> [EXCERPT PROVIDED]:
____

Men’s Festival and Dreamspinner Press are my two tribes.

One is my Faerie tribe. There are few people who understand me better than these men. My heart. My soul. My path. My spirituality. It is not the same as these men’s, but so similar. The wonderful essence of this is that these different paths are similar, and weave together to make a beautiful tapestry, a gorgeous shall to fall over our shoulders and protect us. It is a place that I can even be literally naked and I am not judged by my weight or other things.

One tribe is my writing tribe. There are few people who understand me better than these men and women and undecideds. My mind. My dreams. My wishes and desires. People who totally understand the characters in my head—and don’t think I am crazy.

The great thing about MMF over the DSP Workshop is that it is so long! Ten days officially. Twelve the way I do it (and others as well) and why I say MMF is one day away instead of its official three days away.

Soon I will be meditating under green trees, sitting on green soft moss, birds singing around me…. Soon I will be waking in a cabin without Internet connection. Soon I will be sharing with Faerie brothers. Soon I will be swimming under the sun and the stars. Soon I will kiss men, because we can—Queer Kiss. Soon I will cast aside the Real World and life the fantasy.

NO!

Soon I will take the Red Pill and cast away the “Fantasy World” and embrace the Real World!

____

> [SUPPLIED DATA]:
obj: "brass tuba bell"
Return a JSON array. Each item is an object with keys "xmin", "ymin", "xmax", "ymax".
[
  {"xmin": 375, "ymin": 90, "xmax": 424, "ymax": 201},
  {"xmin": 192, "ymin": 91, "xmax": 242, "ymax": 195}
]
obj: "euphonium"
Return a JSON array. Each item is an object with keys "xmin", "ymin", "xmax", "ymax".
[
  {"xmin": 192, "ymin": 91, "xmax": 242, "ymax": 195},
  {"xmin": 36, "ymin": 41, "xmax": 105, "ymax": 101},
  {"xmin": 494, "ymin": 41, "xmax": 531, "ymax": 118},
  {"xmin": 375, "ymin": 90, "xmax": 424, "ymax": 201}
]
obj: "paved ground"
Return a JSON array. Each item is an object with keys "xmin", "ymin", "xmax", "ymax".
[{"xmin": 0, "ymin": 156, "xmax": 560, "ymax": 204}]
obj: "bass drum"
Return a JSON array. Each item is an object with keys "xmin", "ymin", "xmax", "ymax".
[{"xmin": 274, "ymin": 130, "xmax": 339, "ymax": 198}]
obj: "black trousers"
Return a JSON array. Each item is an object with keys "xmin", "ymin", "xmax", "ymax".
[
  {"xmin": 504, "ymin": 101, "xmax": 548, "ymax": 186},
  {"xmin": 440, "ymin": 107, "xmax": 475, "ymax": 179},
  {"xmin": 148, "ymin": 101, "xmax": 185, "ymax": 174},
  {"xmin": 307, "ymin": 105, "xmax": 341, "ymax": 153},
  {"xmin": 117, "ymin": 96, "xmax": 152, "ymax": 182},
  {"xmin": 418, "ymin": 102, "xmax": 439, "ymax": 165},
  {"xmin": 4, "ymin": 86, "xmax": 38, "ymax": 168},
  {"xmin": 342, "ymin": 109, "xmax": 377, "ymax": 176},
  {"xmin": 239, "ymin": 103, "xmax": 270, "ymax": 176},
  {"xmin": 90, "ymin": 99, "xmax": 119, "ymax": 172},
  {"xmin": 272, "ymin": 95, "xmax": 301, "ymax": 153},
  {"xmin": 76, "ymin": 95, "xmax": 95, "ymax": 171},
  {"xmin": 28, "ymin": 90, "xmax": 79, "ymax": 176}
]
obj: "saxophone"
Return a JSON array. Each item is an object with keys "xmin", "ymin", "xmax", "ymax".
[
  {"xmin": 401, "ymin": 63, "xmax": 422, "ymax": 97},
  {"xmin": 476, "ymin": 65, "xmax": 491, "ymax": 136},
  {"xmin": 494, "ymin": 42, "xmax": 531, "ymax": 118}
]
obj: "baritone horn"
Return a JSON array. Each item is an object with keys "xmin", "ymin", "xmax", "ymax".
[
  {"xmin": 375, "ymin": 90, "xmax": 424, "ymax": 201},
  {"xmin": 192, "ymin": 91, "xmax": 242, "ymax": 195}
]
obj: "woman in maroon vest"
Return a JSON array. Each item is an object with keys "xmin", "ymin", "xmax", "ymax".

____

> [SET OF TASKS]:
1 - In the post about two tribes, which two groups does the writer call their tribes?
2 - From the post about two tribes, copy the passage between "Men’s Festival and" and "I am crazy.", inclusive.
3 - In the post about two tribes, what does the writer say makes MMF better than the DSP Workshop?

> [OUTPUTS FOR THE TASKS]:
1 - Men’s Festival and Dreamspinner Press.

2 -
Men’s Festival and Dreamspinner Press are my two tribes.

One is my Faerie tribe. There are few people who understand me better than these men. My heart. My soul. My path. My spirituality. It is not the same as these men’s, but so similar. The wonderful essence of this is that these different paths are similar, and weave together to make a beautiful tapestry, a gorgeous shall to fall over our shoulders and protect us. It is a place that I can even be literally naked and I am not judged by my weight or other things.

One tribe is my writing tribe. There are few people who understand me better than these men and women and undecideds. My mind. My dreams. My wishes and desires. People who totally understand the characters in my head—and don’t think I am crazy.

3 - MMF is better because it is so long. It officially runs ten days, and the writer makes it twelve.